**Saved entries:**
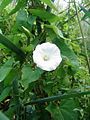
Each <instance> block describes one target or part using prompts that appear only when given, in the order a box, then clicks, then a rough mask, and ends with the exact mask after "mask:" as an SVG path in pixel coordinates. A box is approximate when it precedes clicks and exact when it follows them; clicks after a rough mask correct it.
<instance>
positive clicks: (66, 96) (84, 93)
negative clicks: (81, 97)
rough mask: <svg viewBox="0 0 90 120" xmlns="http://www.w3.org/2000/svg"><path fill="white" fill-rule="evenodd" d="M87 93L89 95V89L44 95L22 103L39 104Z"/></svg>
mask: <svg viewBox="0 0 90 120" xmlns="http://www.w3.org/2000/svg"><path fill="white" fill-rule="evenodd" d="M88 94H89V95H90V91H85V92H76V93H71V94H65V95H57V96H51V97H46V98H40V99H37V100H31V101H30V102H28V103H25V104H24V105H25V106H27V105H34V104H41V103H45V102H51V101H58V100H61V99H69V98H75V97H80V96H84V95H88Z"/></svg>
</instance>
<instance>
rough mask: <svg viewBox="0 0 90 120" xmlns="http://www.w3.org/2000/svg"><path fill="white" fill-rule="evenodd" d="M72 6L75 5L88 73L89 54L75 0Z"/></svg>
mask: <svg viewBox="0 0 90 120" xmlns="http://www.w3.org/2000/svg"><path fill="white" fill-rule="evenodd" d="M74 6H75V9H76V15H77V20H78V24H79V28H80V31H81V35H82V38H83V39H82V41H83V45H84V51H85V55H86V61H87V66H88V71H89V74H90V61H89V56H88V50H87V44H86V41H85V39H84V34H83V30H82V27H81V23H80V19H79V15H78V10H77V6H76V2H75V0H74Z"/></svg>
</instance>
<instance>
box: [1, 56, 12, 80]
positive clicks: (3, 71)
mask: <svg viewBox="0 0 90 120" xmlns="http://www.w3.org/2000/svg"><path fill="white" fill-rule="evenodd" d="M13 62H14V59H13V58H10V59H9V60H7V61H6V63H5V64H4V65H3V66H2V67H1V68H0V82H2V81H3V80H4V79H5V77H6V76H7V75H8V74H9V72H10V71H11V69H12V64H13Z"/></svg>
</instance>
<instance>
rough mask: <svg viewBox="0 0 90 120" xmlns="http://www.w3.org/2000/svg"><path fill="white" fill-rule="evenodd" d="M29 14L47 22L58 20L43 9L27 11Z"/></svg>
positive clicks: (56, 18)
mask: <svg viewBox="0 0 90 120" xmlns="http://www.w3.org/2000/svg"><path fill="white" fill-rule="evenodd" d="M29 12H30V13H31V14H33V15H35V16H38V17H40V18H41V19H42V20H44V21H49V22H51V23H52V22H56V21H58V20H59V17H58V16H56V15H54V14H52V13H49V12H47V11H45V10H43V9H29Z"/></svg>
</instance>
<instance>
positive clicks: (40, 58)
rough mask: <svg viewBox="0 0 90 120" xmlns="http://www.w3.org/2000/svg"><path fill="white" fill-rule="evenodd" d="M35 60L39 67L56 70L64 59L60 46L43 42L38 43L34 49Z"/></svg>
mask: <svg viewBox="0 0 90 120" xmlns="http://www.w3.org/2000/svg"><path fill="white" fill-rule="evenodd" d="M33 61H34V62H35V63H36V65H37V67H39V68H41V69H43V70H46V71H52V70H55V69H56V68H57V67H58V66H59V64H60V63H61V61H62V58H61V54H60V50H59V48H58V47H57V46H56V45H55V44H53V43H49V42H46V43H43V44H41V45H37V46H36V49H35V50H34V51H33Z"/></svg>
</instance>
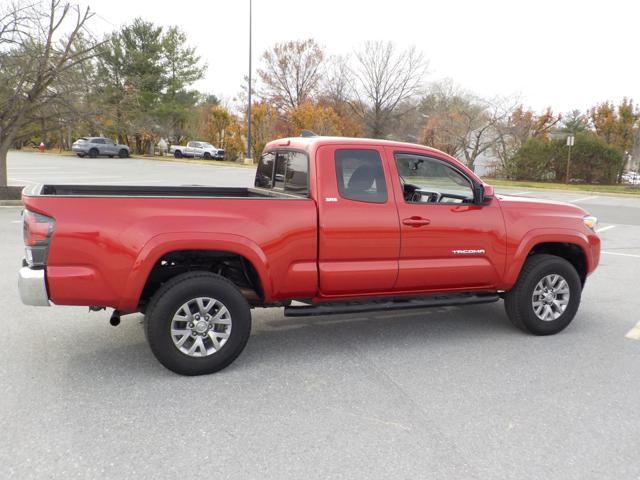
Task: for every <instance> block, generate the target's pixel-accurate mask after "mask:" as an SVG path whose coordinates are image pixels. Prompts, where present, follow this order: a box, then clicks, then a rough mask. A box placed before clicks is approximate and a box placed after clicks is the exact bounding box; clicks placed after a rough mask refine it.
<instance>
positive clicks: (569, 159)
mask: <svg viewBox="0 0 640 480" xmlns="http://www.w3.org/2000/svg"><path fill="white" fill-rule="evenodd" d="M575 141H576V137H574V136H573V135H569V136H568V137H567V147H569V154H568V156H567V176H566V178H565V181H564V183H569V169H570V168H571V147H573V144H574V143H575Z"/></svg>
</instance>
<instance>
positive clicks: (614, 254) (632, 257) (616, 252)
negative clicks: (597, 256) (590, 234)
mask: <svg viewBox="0 0 640 480" xmlns="http://www.w3.org/2000/svg"><path fill="white" fill-rule="evenodd" d="M602 253H606V254H607V255H618V256H620V257H632V258H640V255H634V254H633V253H618V252H604V251H603V252H602Z"/></svg>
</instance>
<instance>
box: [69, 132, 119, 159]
mask: <svg viewBox="0 0 640 480" xmlns="http://www.w3.org/2000/svg"><path fill="white" fill-rule="evenodd" d="M71 150H73V151H74V152H75V153H76V154H77V155H78V156H79V157H84V156H89V157H91V158H96V157H98V156H103V157H104V156H107V157H109V158H113V157H115V156H118V157H120V158H127V157H128V156H129V147H128V146H127V145H122V144H120V143H116V142H114V141H113V140H111V139H110V138H105V137H82V138H79V139H78V140H76V141H75V142H74V143H73V145H72V147H71Z"/></svg>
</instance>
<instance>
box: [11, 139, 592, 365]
mask: <svg viewBox="0 0 640 480" xmlns="http://www.w3.org/2000/svg"><path fill="white" fill-rule="evenodd" d="M23 200H24V204H25V208H26V209H25V212H24V240H25V244H26V258H25V259H24V261H23V268H22V269H21V270H20V275H19V287H20V294H21V297H22V300H23V302H24V303H26V304H28V305H49V304H50V302H53V303H55V304H58V305H86V306H90V308H91V309H92V310H96V309H101V308H106V307H110V308H113V309H114V312H113V315H112V317H111V321H112V324H114V325H117V324H118V323H119V320H120V315H123V314H128V313H133V312H142V313H144V315H145V333H146V335H147V338H148V341H149V345H150V347H151V350H152V351H153V353H154V354H155V356H156V357H157V358H158V360H159V361H160V362H161V363H162V364H163V365H165V366H166V367H167V368H169V369H171V370H173V371H174V372H178V373H181V374H186V375H197V374H203V373H211V372H215V371H217V370H220V369H222V368H224V367H225V366H227V365H229V364H230V363H231V362H232V361H233V360H234V359H235V358H236V357H237V356H238V355H239V354H240V352H241V351H242V350H243V348H244V346H245V344H246V342H247V340H248V338H249V334H250V330H251V313H250V309H251V308H253V307H268V306H284V307H285V308H284V313H285V315H291V316H301V315H318V314H332V313H350V312H363V311H369V310H380V309H386V310H391V309H400V308H422V307H429V306H442V305H461V304H472V303H483V302H493V301H497V300H499V299H500V298H503V299H504V301H505V306H506V312H507V315H508V316H509V318H510V319H511V320H512V321H513V323H514V324H515V325H516V326H518V327H520V328H522V329H523V330H526V331H528V332H531V333H533V334H536V335H548V334H553V333H556V332H559V331H560V330H562V329H563V328H565V327H566V326H567V325H568V324H569V322H571V320H572V319H573V317H574V316H575V314H576V311H577V310H578V305H579V303H580V296H581V292H582V288H583V286H584V283H585V280H586V278H587V276H588V275H589V274H590V273H591V272H593V270H594V269H595V268H596V266H597V265H598V260H599V257H600V240H599V238H598V236H597V235H596V234H595V233H594V226H595V224H596V219H595V218H594V217H591V216H589V215H587V213H586V212H585V211H584V210H582V209H581V208H579V207H577V206H575V205H569V204H563V203H556V202H550V201H542V200H533V199H527V198H520V197H508V196H503V195H497V194H494V192H493V189H492V188H491V187H490V186H489V185H486V184H484V183H483V182H482V180H480V179H479V178H478V177H477V176H476V175H475V174H474V173H473V172H472V171H471V170H469V169H468V168H466V167H465V166H464V165H462V164H461V163H460V162H458V161H457V160H455V159H454V158H452V157H450V156H448V155H446V154H445V153H443V152H440V151H438V150H434V149H431V148H428V147H424V146H420V145H413V144H408V143H399V142H390V141H382V140H367V139H350V138H330V137H307V138H287V139H282V140H276V141H273V142H271V143H269V144H268V145H267V146H266V148H265V151H264V153H263V155H262V156H261V158H260V160H259V164H258V167H257V172H256V178H255V186H254V188H215V187H197V186H195V187H194V186H189V187H123V186H89V185H36V186H33V187H28V188H26V189H25V191H24V193H23Z"/></svg>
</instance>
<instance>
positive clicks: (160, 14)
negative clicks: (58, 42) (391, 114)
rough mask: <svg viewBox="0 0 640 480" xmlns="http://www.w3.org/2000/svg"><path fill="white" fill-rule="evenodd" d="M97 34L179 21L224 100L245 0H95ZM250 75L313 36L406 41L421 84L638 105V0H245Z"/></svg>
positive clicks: (561, 107)
mask: <svg viewBox="0 0 640 480" xmlns="http://www.w3.org/2000/svg"><path fill="white" fill-rule="evenodd" d="M85 3H88V5H89V6H90V7H91V8H92V9H93V10H95V11H96V12H97V13H98V15H99V17H98V18H96V19H95V21H94V22H93V25H94V27H95V29H96V32H97V33H99V32H102V31H104V32H107V31H110V30H113V29H116V28H118V27H120V26H121V25H124V24H126V23H129V22H131V21H132V20H133V18H135V17H137V16H139V17H142V18H144V19H146V20H150V21H152V22H154V23H156V24H160V25H178V26H179V27H181V28H182V29H183V30H184V31H185V32H186V33H187V35H188V37H189V41H190V43H191V44H192V45H193V46H195V47H196V48H197V50H198V52H199V54H200V55H201V56H202V58H203V59H204V60H205V61H206V62H207V63H208V65H209V69H208V73H207V77H206V79H205V80H204V81H202V82H200V83H199V84H198V85H196V86H197V88H199V89H200V90H203V91H206V92H209V93H214V94H216V95H218V96H219V97H223V98H226V99H230V98H231V97H233V96H234V95H235V94H236V93H237V92H238V91H239V90H240V84H241V82H242V81H243V77H244V75H246V73H247V68H248V66H247V63H248V12H249V7H248V5H249V0H209V1H203V0H200V1H196V0H179V1H162V0H155V1H151V0H93V1H89V2H86V1H85ZM253 20H254V21H253V49H254V55H253V58H254V72H255V67H257V66H258V65H259V60H260V55H261V53H262V52H263V51H264V50H265V49H266V48H268V47H269V46H270V45H272V44H273V43H274V42H279V41H284V40H292V39H302V38H308V37H313V38H315V39H316V40H317V41H318V42H319V43H320V44H321V45H322V46H324V47H325V48H326V49H327V51H328V53H330V54H339V53H349V52H350V51H352V50H353V49H354V48H357V47H358V46H360V45H362V42H364V41H365V40H392V41H394V42H396V43H397V44H398V45H399V46H402V47H406V46H410V45H415V46H416V47H417V48H419V49H420V50H422V51H423V52H424V53H425V56H426V57H427V58H428V59H429V64H430V67H429V75H428V76H427V78H426V79H425V80H426V81H431V80H437V79H441V78H445V77H448V78H451V79H453V80H454V81H455V82H456V83H457V84H459V85H460V86H462V87H464V88H465V89H468V90H471V91H473V92H475V93H477V94H480V95H483V96H488V97H491V96H494V95H518V96H520V97H521V98H522V100H523V103H524V104H525V105H527V106H530V107H533V108H534V109H542V108H544V107H545V106H547V105H548V106H551V107H552V108H553V109H554V110H555V111H558V112H566V111H568V110H571V109H574V108H578V109H585V108H587V107H589V106H591V105H593V104H594V103H596V102H600V101H604V100H613V101H618V100H619V99H621V98H622V97H624V96H627V97H632V98H635V99H637V100H638V101H640V79H639V78H638V77H639V74H640V66H639V65H640V62H639V58H638V56H639V54H640V51H639V50H640V49H639V48H638V45H639V41H640V29H639V26H640V2H638V1H637V0H626V1H623V0H606V1H602V0H599V1H597V2H595V1H568V0H554V1H550V0H536V1H522V0H511V1H499V0H480V1H468V2H465V1H458V0H444V1H443V0H439V1H427V0H424V1H411V0H387V1H377V0H369V1H360V0H357V1H348V0H317V1H315V2H314V1H300V0H298V1H295V0H253Z"/></svg>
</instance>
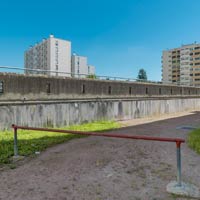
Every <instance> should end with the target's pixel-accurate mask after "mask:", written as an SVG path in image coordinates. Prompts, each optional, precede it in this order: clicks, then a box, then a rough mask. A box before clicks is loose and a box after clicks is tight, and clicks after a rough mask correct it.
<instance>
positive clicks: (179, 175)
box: [176, 142, 181, 186]
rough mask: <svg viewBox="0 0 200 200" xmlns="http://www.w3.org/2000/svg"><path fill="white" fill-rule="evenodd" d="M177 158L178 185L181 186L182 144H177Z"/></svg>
mask: <svg viewBox="0 0 200 200" xmlns="http://www.w3.org/2000/svg"><path fill="white" fill-rule="evenodd" d="M176 156H177V183H178V186H181V142H176Z"/></svg>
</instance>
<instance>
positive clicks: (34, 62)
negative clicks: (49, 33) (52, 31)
mask: <svg viewBox="0 0 200 200" xmlns="http://www.w3.org/2000/svg"><path fill="white" fill-rule="evenodd" d="M24 65H25V68H27V69H41V70H50V71H60V72H65V73H68V74H64V73H56V72H31V71H27V70H26V73H29V74H48V75H58V76H71V42H70V41H66V40H61V39H57V38H54V37H53V35H50V37H49V38H48V39H46V40H43V41H42V42H41V43H39V44H36V45H35V46H33V47H31V48H30V49H29V50H27V51H26V52H25V55H24Z"/></svg>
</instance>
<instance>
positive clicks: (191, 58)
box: [162, 43, 200, 87]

**YOUR TASK:**
Count the lines in the listing above that contain the string "positive". Reply with the number alone.

**YOUR RESPONSE:**
11